Selected passage ->
════════════════════

Nat'l Ass'n of Agric. Emps. v. Trump

Decision Date21 May 2020
Docket NumberCase No.: GJH-19-3057
Citation462 F.Supp.3d 572
Parties NATIONAL ASSOCIATION OF AGRICULTURE EMPLOYEES, Plaintiff, v. Donald J. TRUMP, et al., Defendants.
CourtU.S. District Court — District of Maryland

Bruce R. Lerner, Jacob Karabell, Bredhoff and Kaiser PLLC, Washington, DC, for Plaintiff.

Kuntal Cholera, U.S. Department of Justice, Washington, DC, for Defendants.

MEMORANDUM OPINION

GEORGE J. HAZEL, United States District Judge

In May 2018, President Donald J. Trump issued three executive orders regarding federal labor-management relations. ECF No. 1 at 2.1 Plaintiff National Association of Agriculture Employees, a federal sector labor organization, subsequently brought this civil action against the President; the United States Department of Agriculture, Animal and Plant Health Inspection Service, Plant Protection and Quarantine ("APHIS PPQ"); and Dale Cabaniss, Director of the Office of Personnel Management ("OPM") (collectively, "the Government"), challenging the executive orders as violative of federal laws governing labor-management relations. ECF No. 1. Pending before the Court is the Government's Motion to Dismiss for Lack of Subject-Matter Jurisdiction. ECF No. 13. No hearing is necessary. See Loc. R. 105.6 (D. Md. 2018). For the following reasons, the Government's Motion to Dismiss for Lack of Subject-Matter Jurisdiction is granted.

I. BACKGROUND2
A. The Statutory Framework

In 1978, Congress enacted the Federal Service Labor-Management Relations Statute (the "Statute") as part of the broader Civil Service Reform Act ("CSRA") based upon its findings that "the statutory protection of the right of employees to organize, bargain collectively, and participate through labor organizations of their own choosing in decisions which affect them ... safeguards the public interest," "contributes to the effective conduct of public business," and "facilitates and encourages the amicable settlements of disputes between employees and their employers involving conditions of employment." 5 U.S.C. § 7101(a)(1). The purpose of the Statute was "to prescribe certain rights and obligations of the employees of the Federal Government and to establish procedures which are designed to meet the special requirements and needs of the Government." Id. § 7101(b). Generally speaking, the Statute strives to accomplish these goals by, among other things, affirming the right of federal employees to organize and bargain collectively, see id. §§ 7102; determining which matters must, can, or cannot be bargained over, see id. §§ 7102, 7106, 7117, 7121, 7131; and developing a dispute-resolution mechanism for the various foreseeable issues that might arise during the collective bargaining process or as part of a final collective bargaining agreement, see id. §§ 7104–5, 7116, 7118–19, 7121–22, 7132.

════════════════════

Records:
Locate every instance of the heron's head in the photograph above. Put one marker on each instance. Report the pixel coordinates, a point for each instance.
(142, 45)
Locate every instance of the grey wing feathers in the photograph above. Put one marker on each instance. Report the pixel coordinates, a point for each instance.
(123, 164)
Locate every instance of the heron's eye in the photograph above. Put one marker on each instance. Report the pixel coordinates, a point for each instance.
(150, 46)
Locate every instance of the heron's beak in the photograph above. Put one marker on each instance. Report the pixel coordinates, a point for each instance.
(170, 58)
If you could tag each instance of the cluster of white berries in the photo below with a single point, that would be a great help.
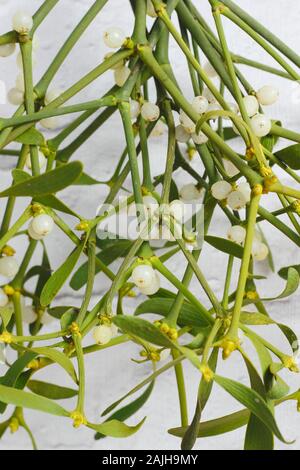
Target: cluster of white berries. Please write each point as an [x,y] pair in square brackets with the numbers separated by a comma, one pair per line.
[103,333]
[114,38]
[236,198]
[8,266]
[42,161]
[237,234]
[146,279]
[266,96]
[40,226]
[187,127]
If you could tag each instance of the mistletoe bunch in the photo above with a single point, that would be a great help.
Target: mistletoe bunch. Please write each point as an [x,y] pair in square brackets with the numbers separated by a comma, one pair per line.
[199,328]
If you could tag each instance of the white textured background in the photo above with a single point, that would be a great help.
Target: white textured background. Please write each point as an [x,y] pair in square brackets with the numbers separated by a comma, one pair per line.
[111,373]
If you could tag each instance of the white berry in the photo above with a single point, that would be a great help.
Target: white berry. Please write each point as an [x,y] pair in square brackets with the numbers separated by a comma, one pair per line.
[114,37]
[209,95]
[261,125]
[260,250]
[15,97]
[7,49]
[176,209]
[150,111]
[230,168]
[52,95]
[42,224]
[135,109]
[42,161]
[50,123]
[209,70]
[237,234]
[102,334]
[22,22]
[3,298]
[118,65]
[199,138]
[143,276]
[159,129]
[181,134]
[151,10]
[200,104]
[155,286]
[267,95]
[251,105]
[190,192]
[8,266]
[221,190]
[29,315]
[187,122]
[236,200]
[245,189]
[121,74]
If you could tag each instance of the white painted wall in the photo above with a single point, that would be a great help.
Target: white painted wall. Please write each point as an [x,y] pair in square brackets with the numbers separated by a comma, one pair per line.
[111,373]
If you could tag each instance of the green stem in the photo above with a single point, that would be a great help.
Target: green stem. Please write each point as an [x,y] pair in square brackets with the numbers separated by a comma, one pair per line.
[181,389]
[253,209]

════════════════════

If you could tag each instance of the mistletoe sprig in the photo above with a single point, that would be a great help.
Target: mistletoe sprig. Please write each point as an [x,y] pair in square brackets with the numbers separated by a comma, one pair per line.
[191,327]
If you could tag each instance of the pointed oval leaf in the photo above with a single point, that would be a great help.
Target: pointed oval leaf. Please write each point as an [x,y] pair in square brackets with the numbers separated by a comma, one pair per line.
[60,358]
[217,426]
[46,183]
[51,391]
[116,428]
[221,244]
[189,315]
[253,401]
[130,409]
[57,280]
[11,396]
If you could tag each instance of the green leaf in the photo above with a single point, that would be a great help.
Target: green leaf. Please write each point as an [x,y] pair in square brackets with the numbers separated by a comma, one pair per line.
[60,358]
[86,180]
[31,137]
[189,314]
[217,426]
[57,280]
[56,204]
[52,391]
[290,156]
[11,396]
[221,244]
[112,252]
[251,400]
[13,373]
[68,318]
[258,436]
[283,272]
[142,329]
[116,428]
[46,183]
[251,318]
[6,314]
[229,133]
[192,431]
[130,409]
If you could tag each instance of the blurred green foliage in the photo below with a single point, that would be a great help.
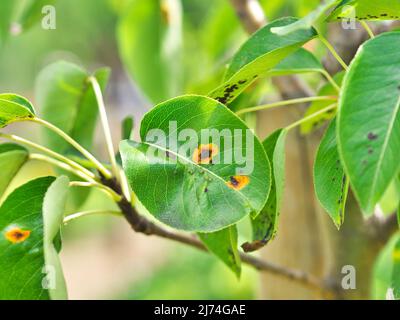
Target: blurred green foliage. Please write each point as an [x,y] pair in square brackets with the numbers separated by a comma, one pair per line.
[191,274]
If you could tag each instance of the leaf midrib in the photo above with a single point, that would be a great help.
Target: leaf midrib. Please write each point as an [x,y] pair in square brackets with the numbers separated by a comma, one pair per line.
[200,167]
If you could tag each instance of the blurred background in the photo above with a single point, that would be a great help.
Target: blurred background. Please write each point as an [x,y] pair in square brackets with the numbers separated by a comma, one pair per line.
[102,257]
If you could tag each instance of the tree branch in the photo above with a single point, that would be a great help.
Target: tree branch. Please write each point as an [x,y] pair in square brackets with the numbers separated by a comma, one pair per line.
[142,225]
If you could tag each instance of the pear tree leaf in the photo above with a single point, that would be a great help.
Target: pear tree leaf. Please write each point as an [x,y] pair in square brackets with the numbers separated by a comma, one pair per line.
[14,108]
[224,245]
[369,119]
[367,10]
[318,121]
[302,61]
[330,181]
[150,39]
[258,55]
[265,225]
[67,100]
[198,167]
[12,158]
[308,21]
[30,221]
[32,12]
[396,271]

════════════════════

What to do ->
**a)** In the court opinion, what year did Congress enact the Federal Service Labor-Management Relations Statute?
**b)** Please quote the court opinion from "Nat'l Ass'n of" up to and including "DC, for Defendants.".
Rely on the court opinion alone.

Task-by-task solutions ->
**a)** 1978

**b)**
Nat'l Ass'n of Agric. Emps. v. Trump

Decision Date21 May 2020
Docket NumberCase No.: GJH-19-3057
Citation462 F.Supp.3d 572
Parties NATIONAL ASSOCIATION OF AGRICULTURE EMPLOYEES, Plaintiff, v. Donald J. TRUMP, et al., Defendants.
CourtU.S. District Court — District of Maryland

Bruce R. Lerner, Jacob Karabell, Bredhoff and Kaiser PLLC, Washington, DC, for Plaintiff.

Kuntal Cholera, U.S. Department of Justice, Washington, DC, for Defendants.